▶ **WHAT YOU SHOULD DO**
What is needed is the run of lines from the one with "of the outstretched" through the close of the data, set down exactly.

▶ **PROVIDED INFORMATION**
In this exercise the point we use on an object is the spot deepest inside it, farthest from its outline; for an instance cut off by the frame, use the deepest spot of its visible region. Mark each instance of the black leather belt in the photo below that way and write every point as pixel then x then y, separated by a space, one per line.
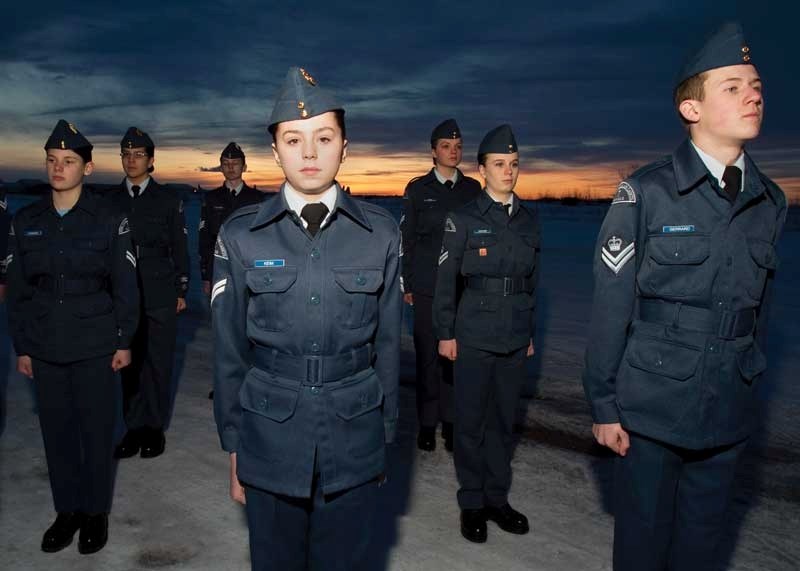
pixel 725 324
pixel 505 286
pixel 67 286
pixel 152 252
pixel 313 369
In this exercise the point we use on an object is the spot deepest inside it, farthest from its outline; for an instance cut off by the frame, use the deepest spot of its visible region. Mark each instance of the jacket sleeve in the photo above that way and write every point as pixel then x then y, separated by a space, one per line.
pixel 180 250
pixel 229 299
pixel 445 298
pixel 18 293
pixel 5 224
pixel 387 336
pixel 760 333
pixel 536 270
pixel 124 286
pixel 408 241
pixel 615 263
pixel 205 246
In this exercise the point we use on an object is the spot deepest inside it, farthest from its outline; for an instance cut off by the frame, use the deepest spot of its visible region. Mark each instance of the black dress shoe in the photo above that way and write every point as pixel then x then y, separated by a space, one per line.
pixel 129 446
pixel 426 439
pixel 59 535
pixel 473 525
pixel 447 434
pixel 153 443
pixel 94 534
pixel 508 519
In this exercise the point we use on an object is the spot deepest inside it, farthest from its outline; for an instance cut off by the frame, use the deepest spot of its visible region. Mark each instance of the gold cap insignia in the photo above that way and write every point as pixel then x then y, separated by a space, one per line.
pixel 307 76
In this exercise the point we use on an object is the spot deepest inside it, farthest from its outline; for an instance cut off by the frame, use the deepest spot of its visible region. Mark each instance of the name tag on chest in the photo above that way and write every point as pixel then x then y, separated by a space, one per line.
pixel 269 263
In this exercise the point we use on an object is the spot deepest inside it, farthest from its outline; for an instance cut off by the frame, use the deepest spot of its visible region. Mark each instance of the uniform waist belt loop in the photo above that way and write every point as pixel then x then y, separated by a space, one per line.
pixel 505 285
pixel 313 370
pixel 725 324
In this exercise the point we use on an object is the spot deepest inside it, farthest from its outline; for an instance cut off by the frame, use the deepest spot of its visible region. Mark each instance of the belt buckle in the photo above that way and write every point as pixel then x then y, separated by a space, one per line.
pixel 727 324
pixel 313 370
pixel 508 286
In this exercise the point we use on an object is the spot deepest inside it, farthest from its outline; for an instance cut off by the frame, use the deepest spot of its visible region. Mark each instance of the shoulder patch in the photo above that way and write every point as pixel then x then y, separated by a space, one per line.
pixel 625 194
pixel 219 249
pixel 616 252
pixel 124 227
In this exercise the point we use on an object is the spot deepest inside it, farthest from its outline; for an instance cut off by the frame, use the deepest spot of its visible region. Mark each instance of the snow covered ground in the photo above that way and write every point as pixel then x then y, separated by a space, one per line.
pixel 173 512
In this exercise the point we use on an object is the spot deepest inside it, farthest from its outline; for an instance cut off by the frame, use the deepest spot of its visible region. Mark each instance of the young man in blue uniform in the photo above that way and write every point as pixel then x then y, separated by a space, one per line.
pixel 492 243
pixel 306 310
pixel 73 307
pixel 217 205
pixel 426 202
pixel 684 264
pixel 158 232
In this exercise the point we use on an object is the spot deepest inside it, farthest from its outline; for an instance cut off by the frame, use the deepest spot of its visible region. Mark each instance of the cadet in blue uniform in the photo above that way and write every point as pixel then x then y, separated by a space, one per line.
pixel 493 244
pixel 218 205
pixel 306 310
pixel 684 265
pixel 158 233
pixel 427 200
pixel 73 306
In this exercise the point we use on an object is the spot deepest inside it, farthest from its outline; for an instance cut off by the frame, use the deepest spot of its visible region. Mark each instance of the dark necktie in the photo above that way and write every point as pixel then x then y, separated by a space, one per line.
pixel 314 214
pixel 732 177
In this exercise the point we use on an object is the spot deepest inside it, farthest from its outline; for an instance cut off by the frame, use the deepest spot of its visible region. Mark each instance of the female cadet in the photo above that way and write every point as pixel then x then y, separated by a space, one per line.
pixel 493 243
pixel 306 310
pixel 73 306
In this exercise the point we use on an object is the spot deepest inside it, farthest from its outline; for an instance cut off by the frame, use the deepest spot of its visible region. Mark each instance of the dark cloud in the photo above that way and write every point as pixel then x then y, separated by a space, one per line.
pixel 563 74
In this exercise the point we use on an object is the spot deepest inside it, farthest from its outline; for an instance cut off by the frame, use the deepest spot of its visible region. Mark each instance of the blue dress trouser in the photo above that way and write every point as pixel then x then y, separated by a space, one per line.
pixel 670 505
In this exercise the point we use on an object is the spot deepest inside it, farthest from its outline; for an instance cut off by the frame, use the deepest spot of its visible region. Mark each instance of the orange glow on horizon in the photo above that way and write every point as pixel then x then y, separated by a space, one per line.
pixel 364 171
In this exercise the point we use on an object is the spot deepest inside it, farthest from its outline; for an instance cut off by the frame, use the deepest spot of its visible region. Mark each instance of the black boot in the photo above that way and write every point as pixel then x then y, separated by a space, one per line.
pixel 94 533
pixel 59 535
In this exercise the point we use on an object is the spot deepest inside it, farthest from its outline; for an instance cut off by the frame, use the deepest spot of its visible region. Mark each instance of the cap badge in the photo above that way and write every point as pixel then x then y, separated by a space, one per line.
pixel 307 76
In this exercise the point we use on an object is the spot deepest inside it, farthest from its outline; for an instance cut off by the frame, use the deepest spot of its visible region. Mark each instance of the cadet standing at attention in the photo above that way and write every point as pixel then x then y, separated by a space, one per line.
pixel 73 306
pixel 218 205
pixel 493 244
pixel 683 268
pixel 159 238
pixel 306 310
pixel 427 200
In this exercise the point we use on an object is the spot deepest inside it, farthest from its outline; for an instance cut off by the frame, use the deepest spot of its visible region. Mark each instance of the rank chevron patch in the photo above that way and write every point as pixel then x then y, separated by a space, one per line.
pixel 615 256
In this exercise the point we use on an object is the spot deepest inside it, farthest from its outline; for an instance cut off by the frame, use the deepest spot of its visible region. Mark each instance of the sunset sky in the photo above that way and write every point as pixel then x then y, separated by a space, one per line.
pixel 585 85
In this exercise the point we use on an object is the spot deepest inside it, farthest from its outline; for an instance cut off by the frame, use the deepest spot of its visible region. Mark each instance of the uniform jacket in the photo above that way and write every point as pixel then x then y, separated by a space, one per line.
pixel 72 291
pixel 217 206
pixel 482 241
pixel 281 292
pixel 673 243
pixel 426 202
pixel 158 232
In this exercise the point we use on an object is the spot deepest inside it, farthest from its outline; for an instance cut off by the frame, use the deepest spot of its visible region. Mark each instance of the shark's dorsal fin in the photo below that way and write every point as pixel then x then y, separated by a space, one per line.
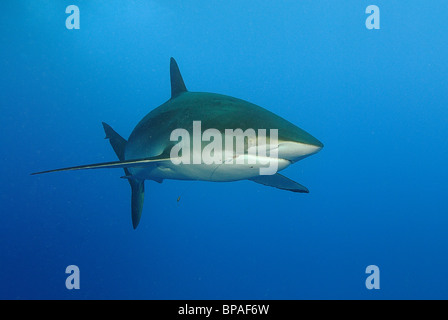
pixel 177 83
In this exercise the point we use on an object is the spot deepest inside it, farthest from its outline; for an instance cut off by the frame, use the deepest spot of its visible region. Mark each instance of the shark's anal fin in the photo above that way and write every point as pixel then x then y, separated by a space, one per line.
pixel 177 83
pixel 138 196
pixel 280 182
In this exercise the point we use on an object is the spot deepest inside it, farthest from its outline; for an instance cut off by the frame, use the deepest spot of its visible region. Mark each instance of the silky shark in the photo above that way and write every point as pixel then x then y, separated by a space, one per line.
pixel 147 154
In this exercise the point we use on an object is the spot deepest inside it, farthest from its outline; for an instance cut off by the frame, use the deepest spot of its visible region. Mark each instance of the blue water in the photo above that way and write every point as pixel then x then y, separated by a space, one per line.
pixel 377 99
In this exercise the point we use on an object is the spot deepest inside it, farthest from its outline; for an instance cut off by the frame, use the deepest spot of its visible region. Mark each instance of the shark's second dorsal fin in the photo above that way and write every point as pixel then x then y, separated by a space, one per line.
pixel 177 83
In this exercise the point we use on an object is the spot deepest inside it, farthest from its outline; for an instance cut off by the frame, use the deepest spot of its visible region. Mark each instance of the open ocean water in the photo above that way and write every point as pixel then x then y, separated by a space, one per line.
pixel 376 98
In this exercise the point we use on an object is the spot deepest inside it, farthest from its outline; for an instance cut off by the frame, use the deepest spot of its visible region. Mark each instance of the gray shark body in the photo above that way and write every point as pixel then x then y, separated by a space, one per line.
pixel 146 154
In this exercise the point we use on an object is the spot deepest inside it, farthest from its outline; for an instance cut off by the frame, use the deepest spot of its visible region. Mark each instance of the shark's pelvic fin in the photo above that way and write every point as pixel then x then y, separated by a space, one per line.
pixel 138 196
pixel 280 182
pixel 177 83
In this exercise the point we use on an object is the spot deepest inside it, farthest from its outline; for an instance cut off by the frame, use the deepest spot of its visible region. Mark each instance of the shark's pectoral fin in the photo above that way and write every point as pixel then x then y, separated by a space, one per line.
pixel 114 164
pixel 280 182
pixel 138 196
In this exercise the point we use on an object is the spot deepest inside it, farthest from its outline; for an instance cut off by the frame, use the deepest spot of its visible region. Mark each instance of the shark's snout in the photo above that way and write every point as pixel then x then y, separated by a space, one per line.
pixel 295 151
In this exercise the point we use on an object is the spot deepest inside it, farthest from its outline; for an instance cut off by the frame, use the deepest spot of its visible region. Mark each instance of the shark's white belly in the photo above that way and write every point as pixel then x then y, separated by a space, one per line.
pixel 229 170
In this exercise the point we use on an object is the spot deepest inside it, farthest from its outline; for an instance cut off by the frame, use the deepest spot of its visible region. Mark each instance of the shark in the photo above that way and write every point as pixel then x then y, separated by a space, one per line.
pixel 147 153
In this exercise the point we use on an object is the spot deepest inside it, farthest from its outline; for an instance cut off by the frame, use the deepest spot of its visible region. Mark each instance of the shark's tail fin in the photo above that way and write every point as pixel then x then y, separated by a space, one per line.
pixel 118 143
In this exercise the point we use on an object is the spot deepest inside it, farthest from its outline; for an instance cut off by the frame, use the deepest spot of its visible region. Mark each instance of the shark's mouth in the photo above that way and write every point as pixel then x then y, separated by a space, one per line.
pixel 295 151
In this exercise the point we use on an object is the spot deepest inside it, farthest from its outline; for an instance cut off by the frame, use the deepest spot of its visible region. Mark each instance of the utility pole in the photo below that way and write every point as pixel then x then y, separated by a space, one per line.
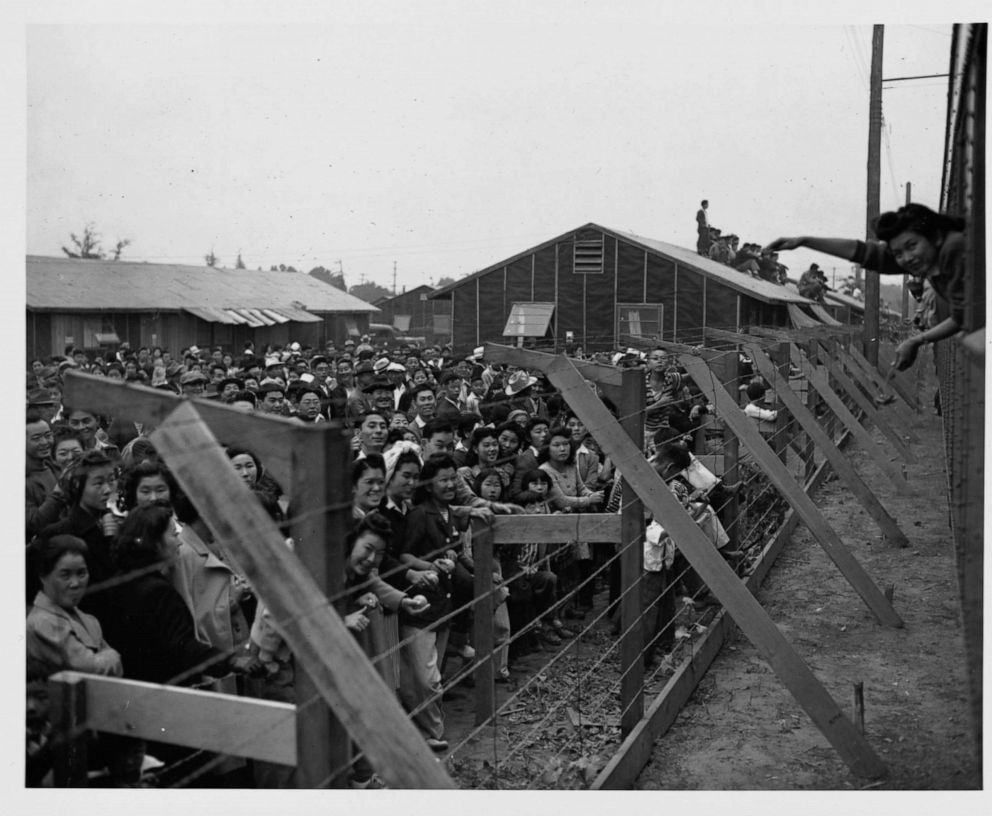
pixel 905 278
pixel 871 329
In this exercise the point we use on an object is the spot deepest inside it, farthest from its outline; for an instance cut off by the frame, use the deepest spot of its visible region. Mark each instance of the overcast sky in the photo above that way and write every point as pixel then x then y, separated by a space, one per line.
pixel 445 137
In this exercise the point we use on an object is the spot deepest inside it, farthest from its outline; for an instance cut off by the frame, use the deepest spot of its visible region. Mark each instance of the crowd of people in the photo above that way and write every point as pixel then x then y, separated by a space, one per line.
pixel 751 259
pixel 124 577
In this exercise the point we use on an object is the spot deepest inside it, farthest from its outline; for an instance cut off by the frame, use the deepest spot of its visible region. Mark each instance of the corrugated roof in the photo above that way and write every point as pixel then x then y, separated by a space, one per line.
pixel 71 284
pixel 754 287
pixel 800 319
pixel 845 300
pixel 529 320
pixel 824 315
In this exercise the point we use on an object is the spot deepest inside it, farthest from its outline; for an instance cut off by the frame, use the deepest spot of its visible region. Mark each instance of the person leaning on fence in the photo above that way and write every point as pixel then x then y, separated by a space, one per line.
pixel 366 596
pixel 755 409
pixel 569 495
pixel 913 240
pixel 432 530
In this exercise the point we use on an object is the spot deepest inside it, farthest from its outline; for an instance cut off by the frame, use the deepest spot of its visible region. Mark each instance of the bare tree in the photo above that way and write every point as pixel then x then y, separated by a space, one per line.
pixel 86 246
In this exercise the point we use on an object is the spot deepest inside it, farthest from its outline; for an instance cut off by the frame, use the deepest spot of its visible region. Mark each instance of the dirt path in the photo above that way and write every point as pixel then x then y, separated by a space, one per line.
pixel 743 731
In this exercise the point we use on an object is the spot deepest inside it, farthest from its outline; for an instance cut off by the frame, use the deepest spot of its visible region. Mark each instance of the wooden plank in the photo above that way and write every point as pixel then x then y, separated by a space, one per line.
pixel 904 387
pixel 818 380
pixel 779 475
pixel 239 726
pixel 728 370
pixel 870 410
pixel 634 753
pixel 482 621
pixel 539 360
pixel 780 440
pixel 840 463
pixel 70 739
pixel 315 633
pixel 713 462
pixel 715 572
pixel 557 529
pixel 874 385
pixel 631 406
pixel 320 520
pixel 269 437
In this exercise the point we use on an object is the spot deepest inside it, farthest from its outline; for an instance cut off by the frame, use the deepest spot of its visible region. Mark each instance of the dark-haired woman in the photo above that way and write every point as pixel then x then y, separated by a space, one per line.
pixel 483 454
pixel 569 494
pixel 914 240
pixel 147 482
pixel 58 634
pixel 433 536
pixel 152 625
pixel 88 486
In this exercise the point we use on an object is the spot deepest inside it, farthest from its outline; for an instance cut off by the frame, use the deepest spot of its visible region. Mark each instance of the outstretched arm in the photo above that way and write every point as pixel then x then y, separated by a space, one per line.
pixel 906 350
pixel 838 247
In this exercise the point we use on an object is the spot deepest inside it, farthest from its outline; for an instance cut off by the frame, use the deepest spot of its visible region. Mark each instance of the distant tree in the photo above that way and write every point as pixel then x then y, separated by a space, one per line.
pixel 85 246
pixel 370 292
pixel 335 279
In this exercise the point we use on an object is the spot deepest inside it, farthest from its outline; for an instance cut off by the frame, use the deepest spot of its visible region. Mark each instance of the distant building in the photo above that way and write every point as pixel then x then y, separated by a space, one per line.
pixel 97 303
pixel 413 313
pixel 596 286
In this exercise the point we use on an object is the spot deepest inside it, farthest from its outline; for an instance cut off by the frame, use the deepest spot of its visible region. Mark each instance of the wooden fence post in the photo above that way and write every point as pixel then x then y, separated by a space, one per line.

▶ **TASK ANSWER**
In this exercise the point we use on an object is the spot deepest inside it, farthest from its outline; for an instance cut off by the frame, use the deepest spot of its visible region. Mark each instance of the outstretched arm in the photo above that way and write every point as pixel then x then y, separated by a space, one per line.
pixel 906 350
pixel 838 247
In this exercise the point we use on an object is the spot deepest inside it, farthest from its outline; for an instance cut off by the frame, use the deepest spot of its visible region. Mark each instance of the distant tree in the photo above that way and write every point as pixel then x then y, separated by a space, one per line.
pixel 85 246
pixel 370 292
pixel 335 279
In this exercise the point we use on an object is the spot deepest inside it, farthest from its outline; for an instance cut off by the frame, use the deepest spot of its visible region. Mark each instance of the distant building in the photo above that way and write every point as pixel then x then y, separated by a space, one per line.
pixel 97 303
pixel 413 313
pixel 596 286
In this exercise the point we use on an object is the spot deepest inside it, farthest from its outline; for an instance cut off by the frame, use the deepest spot of its visible region. Mark each instance of the wooden fence post in the photo above that way and write every point as pixel then x then y, separated by a space, one per line.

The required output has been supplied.